_What you will do_
Wherever a line of the data contains "given", copy that line.

_The data_
+ + + +

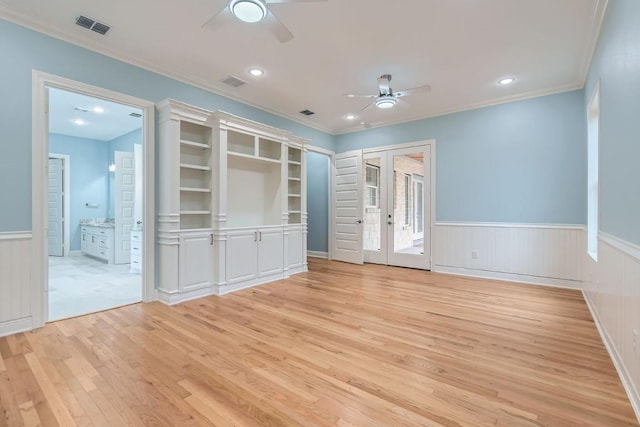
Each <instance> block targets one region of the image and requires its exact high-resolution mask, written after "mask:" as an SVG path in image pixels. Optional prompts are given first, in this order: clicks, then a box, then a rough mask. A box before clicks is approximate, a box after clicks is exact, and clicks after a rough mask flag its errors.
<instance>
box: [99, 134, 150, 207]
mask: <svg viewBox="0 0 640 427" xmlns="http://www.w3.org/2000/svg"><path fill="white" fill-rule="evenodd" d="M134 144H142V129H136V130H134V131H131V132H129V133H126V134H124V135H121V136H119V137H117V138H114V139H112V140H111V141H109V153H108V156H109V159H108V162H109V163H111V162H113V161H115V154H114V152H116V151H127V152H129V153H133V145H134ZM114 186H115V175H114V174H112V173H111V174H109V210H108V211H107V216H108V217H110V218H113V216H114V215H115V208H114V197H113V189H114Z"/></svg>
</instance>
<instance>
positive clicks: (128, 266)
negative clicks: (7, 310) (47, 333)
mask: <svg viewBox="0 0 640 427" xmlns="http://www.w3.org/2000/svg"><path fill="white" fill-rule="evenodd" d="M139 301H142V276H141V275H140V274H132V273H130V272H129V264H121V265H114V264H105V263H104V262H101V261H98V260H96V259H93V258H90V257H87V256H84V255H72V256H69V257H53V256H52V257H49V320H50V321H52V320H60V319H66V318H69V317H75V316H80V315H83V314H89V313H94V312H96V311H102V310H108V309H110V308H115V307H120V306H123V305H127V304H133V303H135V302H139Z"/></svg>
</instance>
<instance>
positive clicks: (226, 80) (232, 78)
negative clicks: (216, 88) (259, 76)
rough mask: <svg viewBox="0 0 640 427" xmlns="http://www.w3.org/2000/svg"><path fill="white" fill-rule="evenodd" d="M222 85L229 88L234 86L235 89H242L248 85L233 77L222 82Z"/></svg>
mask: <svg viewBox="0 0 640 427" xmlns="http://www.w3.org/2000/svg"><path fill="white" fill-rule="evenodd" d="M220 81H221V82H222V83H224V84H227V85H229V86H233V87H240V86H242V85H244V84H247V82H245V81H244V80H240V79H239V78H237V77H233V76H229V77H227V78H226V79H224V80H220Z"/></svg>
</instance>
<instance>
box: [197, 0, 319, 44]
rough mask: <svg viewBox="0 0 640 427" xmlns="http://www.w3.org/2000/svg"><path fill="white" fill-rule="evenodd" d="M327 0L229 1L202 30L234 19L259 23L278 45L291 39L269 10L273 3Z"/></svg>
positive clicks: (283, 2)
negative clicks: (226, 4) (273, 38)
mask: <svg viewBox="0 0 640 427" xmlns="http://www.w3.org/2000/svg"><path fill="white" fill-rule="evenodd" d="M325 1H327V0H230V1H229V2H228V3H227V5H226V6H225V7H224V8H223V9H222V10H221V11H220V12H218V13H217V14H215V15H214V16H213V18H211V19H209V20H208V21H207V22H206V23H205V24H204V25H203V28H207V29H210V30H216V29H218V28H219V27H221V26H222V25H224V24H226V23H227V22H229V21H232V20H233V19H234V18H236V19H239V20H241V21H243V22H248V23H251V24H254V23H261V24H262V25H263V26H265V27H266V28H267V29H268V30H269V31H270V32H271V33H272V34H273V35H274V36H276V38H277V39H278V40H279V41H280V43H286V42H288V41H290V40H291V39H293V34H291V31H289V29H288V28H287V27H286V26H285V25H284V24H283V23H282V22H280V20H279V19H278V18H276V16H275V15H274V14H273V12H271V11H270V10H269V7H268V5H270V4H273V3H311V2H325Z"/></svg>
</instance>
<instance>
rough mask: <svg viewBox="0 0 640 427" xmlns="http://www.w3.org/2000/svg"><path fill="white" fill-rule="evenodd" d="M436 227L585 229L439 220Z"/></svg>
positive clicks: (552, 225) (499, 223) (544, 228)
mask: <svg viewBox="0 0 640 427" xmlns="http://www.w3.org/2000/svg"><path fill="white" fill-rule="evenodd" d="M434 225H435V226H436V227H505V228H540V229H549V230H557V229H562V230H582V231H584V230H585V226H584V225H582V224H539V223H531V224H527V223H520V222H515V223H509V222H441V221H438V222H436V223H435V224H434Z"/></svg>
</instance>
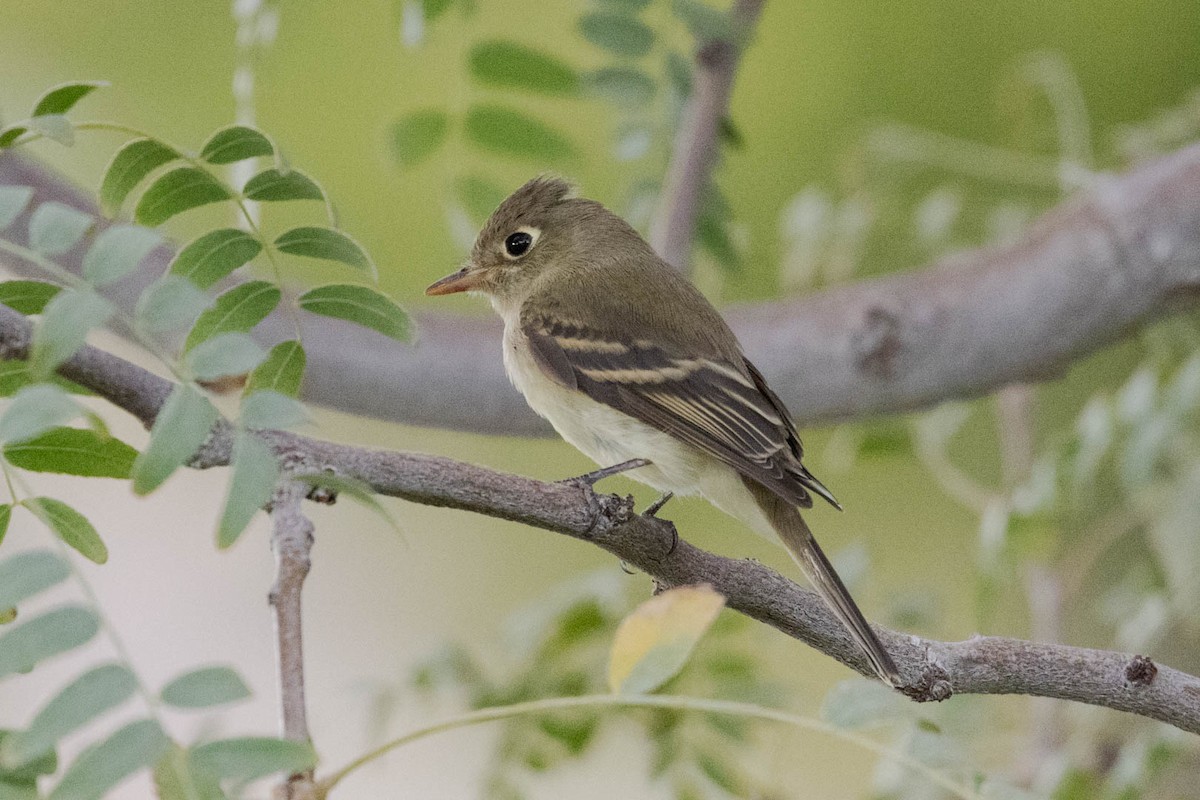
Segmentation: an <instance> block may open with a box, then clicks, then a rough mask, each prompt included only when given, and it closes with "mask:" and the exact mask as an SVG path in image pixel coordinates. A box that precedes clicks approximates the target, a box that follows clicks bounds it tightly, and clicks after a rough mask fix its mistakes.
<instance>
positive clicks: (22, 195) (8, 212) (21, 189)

+ + + +

_Finished task_
Each <instance> block targets one region of the image and requires its exact high-resolution mask, written after "mask:" as an SVG path in image pixels. Optional prompts are given first, in this order: clicks, then a box, then a rough mask. A box before clicks is approximate, a box after clicks is exact, and clicks after a rough mask flag its errors.
Segmentation: an <instance> block may open with a box, then clicks, then a rough mask, each prompt included only when given, and it closes with "mask:" and the exact mask as an SVG path in image pixel coordinates. A box that precedes clicks approximates the target, a box that follows clicks bounds it tightly, and clicks after a rough mask fix its mistakes.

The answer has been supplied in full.